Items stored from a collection
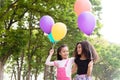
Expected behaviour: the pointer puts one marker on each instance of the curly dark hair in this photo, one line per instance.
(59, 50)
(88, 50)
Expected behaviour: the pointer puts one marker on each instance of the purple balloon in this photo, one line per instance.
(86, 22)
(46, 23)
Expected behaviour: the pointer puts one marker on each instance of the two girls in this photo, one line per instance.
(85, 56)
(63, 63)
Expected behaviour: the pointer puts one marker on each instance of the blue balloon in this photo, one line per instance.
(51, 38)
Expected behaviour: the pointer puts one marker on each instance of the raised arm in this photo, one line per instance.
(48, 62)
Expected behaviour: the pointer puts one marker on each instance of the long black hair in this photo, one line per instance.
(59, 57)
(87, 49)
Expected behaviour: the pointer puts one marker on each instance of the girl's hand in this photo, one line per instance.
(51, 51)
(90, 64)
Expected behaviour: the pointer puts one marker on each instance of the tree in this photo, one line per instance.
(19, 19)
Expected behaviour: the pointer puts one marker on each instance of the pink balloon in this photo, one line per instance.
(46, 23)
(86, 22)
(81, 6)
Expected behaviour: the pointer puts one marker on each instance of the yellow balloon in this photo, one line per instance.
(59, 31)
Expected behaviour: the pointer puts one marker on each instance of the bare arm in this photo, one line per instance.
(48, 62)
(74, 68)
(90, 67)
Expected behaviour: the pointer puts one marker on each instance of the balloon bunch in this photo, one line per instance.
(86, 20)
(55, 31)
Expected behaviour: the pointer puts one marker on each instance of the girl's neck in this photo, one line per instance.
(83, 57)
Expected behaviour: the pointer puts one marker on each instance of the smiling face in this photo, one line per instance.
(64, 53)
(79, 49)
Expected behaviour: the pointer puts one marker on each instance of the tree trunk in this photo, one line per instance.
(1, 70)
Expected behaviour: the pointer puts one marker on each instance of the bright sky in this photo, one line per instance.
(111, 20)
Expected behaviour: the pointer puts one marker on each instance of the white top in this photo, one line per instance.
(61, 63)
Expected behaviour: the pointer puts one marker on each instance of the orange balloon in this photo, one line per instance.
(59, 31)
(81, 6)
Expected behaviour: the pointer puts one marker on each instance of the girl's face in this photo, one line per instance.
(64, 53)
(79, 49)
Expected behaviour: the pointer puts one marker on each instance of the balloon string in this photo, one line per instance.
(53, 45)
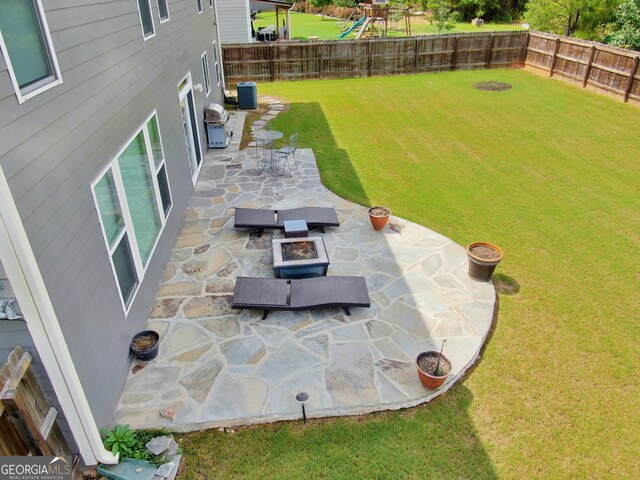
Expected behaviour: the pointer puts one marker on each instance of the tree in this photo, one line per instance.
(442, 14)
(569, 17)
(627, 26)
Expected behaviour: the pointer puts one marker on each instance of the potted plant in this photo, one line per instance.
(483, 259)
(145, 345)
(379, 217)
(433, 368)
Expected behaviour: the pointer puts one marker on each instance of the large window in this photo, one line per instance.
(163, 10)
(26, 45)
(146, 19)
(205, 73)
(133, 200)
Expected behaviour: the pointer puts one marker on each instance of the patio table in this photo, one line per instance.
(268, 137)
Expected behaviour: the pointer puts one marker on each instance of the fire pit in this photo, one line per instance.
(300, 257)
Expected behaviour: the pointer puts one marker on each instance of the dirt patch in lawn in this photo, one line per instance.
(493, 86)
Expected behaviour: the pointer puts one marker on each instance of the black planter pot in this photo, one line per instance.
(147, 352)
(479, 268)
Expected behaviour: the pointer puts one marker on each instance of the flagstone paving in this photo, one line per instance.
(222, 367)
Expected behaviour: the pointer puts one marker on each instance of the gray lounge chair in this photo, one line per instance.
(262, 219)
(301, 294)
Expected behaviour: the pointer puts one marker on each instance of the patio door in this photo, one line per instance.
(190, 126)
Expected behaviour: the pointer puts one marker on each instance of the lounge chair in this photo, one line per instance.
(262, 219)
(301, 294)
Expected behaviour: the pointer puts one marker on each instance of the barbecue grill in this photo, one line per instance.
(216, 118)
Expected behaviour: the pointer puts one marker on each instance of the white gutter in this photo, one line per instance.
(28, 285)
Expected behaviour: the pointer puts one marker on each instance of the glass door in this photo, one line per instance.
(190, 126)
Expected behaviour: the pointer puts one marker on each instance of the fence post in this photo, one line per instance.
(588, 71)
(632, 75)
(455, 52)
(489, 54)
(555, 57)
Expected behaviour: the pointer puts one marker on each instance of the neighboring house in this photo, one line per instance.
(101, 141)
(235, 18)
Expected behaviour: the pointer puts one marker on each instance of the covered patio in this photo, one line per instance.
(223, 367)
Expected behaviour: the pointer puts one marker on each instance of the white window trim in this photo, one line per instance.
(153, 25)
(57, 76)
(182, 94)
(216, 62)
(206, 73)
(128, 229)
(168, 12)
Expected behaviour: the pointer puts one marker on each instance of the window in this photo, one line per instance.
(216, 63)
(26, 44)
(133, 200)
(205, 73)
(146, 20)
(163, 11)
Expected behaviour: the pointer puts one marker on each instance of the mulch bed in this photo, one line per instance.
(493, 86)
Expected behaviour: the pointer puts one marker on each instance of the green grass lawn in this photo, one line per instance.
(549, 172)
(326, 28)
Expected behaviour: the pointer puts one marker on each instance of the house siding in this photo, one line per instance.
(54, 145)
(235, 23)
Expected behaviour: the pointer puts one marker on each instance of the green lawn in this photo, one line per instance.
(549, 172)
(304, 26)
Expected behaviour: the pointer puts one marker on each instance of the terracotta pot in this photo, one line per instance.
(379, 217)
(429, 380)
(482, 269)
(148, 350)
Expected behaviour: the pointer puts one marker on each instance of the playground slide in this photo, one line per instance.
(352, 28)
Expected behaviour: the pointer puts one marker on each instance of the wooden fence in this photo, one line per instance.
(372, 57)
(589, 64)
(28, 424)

---

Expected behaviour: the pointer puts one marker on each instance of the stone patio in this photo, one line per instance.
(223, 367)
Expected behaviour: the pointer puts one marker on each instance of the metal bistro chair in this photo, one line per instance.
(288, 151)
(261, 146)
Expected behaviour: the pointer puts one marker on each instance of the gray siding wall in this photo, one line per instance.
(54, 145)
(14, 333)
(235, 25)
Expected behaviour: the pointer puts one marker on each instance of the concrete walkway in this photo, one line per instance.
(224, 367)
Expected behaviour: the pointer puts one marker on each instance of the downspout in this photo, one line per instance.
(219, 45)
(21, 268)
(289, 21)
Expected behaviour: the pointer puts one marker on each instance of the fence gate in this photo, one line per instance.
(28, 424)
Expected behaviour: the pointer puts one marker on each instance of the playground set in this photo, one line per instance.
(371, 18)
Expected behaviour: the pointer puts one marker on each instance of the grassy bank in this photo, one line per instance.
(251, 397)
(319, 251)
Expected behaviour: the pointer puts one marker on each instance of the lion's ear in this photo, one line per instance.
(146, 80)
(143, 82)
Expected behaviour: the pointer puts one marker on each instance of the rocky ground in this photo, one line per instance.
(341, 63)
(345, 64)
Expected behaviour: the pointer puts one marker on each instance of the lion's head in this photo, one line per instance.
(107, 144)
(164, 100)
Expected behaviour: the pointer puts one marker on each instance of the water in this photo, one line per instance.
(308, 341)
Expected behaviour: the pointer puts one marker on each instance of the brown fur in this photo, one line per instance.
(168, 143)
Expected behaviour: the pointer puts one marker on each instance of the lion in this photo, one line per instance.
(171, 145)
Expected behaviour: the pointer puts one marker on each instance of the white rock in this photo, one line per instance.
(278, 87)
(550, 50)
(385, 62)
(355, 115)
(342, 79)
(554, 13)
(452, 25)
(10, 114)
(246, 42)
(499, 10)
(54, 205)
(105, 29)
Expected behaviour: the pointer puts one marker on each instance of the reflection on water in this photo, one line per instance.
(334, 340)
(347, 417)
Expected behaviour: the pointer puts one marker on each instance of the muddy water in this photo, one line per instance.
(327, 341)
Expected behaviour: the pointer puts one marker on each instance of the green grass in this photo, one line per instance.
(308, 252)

**DIRECTION:**
Identify every row above that contains the word "black" and copy each of those rows in full.

**WRITTEN REPLY:**
Expected behaviour: the pointer puts one marker on each instance of the long black hair in this photo, one line per instance.
Expected behaviour: the pointer puts one marker on each instance of the black planter pot in this photo, one line per instance.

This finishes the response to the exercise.